#### EXTRACT TO READ:
::::::
The Loopy Ewe: shop profile

sheri-family

Sheri and family

 Today’s shop profile takes us across the pond – all the way to Colorado! – to the home of The Loopy Ewe. Around since 2006, The Loopy Ewe is both a bricks and mortar, and an online shop run by Sheri Berger and her family – and the depth and breadth of the products they carry is HUGE!

The Loopy Ewe has also built a strong community, both around their store and online, with fun events like their weekly knit night, classes, retreats, and subscription clubs (which I’ve had the pleasure of designing for!). Visiting The Loopy Ewe has long been on my wishlist, even more so after working on this profile! Read on to learn from Sheri what makes The Loopy Ewe so special.

The Loopy Ewe in all it's glory!

The Loopy Ewe in all it’s glory!

Many of my readers are located in the UK and may not be familiar with The Loopy Ewe. Tell us a bit about The Loopy Ewe. How long have you had your shop and how did you get started with it? How did you come up with the name?

We started The Loopy Ewe back in 2006. My daughter and I had gotten into sock knitting and were finding it difficult to find fun sock yarns at our local yarn shop. We thought a store dedicated to just sock yarn would be great to have, so we set aside a corner of our basement and jumped in! (Ok – I did do several months of research, and then our son spent several months building the website. So I guess it was a little more involved than just jumping in.)

When we were thinking about a name, I thought “Loops” would be cute – only to find out that someone else had already thought of that fun name. So I started adding the word “loop” in different combinations, and came up with The Loopy Ewe.

Since we started with just sock yarn, I wanted our Loopy sheep logo to have red socks on his feet. All mis-matched, of course. By the time the shop was a year old, we had added in other types and weights of yarn and had outgrown the basement, so we moved into a brick and mortar space. After five years and a couple of expansions, we packed up again and moved the whole shop to Colorado, because we had always wanted to live out here.

Just look at all that yarn!

Just look at all that yarn!

The Loopy Ewe is definitely a family business! How did you draft your family to get involved? Do they all knit?

They were drafted by default! In the beginning when we were just starting out, I couldn’t afford to hire help, so they were the help. (And I have to say, they were all very willing to jump in and do what was needed. I didn’t need to twist arms.) Now we have employees but our whole family still works in the business. My husband does all of the photography for the website, our son built, maintains and updates the site itself, and our daughter does media and marketing for us. I feel really lucky to get to work with all of them and to be able to brainstorm ideas with them.

You run a lot of clubs and events – even retreats! – through the shop. Tell us about that and what your community of makers is like and how you’ve developed that community.

We do have a lot going on! But we love being more than just a place to buy yarn or fabric. Having things like our Camp Loopy, Loopy Academy, Giftables, and Spring (or Fall) Flings gives us a chance to do some fun and unique things, and interact with our sweet customers in new ways. We have the best customers, and it’s fun to get to know them better through these events. (LZB: I’ve also just discovered The Loopy Ewe webcam – talk about a way to live vicariously!)

Shoppers caught on webcam at the shop!

Shoppers caught on webcam at the shop!
::::::
#### PROVIDED DATA:
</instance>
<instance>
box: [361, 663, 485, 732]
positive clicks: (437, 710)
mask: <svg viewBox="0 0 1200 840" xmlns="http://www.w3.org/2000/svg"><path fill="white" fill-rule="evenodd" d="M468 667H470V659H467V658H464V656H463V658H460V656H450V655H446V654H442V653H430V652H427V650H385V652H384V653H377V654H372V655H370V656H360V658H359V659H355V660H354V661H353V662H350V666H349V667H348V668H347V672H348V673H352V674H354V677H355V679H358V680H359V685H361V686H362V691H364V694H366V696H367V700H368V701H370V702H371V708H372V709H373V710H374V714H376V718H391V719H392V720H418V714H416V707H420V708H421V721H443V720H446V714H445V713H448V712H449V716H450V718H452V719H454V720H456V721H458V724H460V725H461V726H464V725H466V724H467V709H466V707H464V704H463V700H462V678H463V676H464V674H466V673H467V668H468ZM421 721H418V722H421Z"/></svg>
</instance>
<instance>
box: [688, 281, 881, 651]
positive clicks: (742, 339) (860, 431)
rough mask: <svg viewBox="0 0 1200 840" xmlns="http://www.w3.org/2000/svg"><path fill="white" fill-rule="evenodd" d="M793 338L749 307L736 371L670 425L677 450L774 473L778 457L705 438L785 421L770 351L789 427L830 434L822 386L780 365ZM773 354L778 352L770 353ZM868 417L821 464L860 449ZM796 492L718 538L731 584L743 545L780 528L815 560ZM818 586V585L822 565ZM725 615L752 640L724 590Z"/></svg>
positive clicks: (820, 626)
::::::
#### THINGS TO DO:
[1] Reproduce the part of the Loopy Ewe shop profile starting at "The Loopy Ewe: shop profile" and ending at "all it's glory!".
[2] Pick up the Loopy Ewe shop profile after its last sentence and keep writing it.

#### ANSWERS TO THIS EXERCISE:
[1]
The Loopy Ewe: shop profile

sheri-family

Sheri and family

 Today’s shop profile takes us across the pond – all the way to Colorado! – to the home of The Loopy Ewe. Around since 2006, The Loopy Ewe is both a bricks and mortar, and an online shop run by Sheri Berger and her family – and the depth and breadth of the products they carry is HUGE!

The Loopy Ewe has also built a strong community, both around their store and online, with fun events like their weekly knit night, classes, retreats, and subscription clubs (which I’ve had the pleasure of designing for!). Visiting The Loopy Ewe has long been on my wishlist, even more so after working on this profile! Read on to learn from Sheri what makes The Loopy Ewe so special.

The Loopy Ewe in all it's glory!

[2]
Do you (or your family) dabble in any of the other fibre arts (spinning, weaving, crochet, etc)?

I have learned to spin, weave and crochet, just to be familiar with the things that our customers like to do. I actually like all of those things, but knitting is still my favorite. I did make both my husband and son try knitting when we first started the business. I thought they should have a feel for what we were going to be doing. But neither of them liked it enough to do more than a few rows. My daughter still knits a lot, though!

Tell us about Colorado – what is the knitting (or crafting scene) there like?

Colorado is wonderful – gorgeous mountains, lovely weather, and beautiful scenery. The Fort Collins area where we live is very artsy and full of creative people. We have four yarn shops here in our town and we all stay busy! Interweave magazine is located in Fort Collins, so they bring different designers to town from time to time for photo shoots and classes. And the Estes Park Wool Market is well known in the area and happens in June.

The Loopy Ewe does fabric too!

The Loopy Ewe does fabric too!

I notice your shop also has lots of lovely fabrics. Are you a knitter first and sewer second, or the other way around? Do you play favourites?

I learned to knit when I was young, but I think I made just a couple of things and then got busy with other stuff and gave it up for a time. (Although I was in a play in high school and my character had to sit in the jury box and knit during the court scenes. That was a relaxing play!) I learned to sew at a young age as well, and really did much more sewing and quilting for years, growing up. I came back to knitting when our daughter was in her teen years because she wanted to learn and it was something fun that we could do together. Now I still knit more than I sew, but I do have a whole list of quilts that I’d love to make some day.

Do you have a memory you can share of how you first got into the world of knitting or crafting? Who taught you to knit or how did you fall in love with it?

My grandmother taught me how to knit. I’m sure it was one of those early teen summers where we had nothing to do and were totally bored, willing to give knitting a try. I didn’t really fall in love with it then, but when I came back to it ten or twelve years ago, I was quickly smitten. I haven’t put it down since.

What is your favourite thing about being a yarn shop owner?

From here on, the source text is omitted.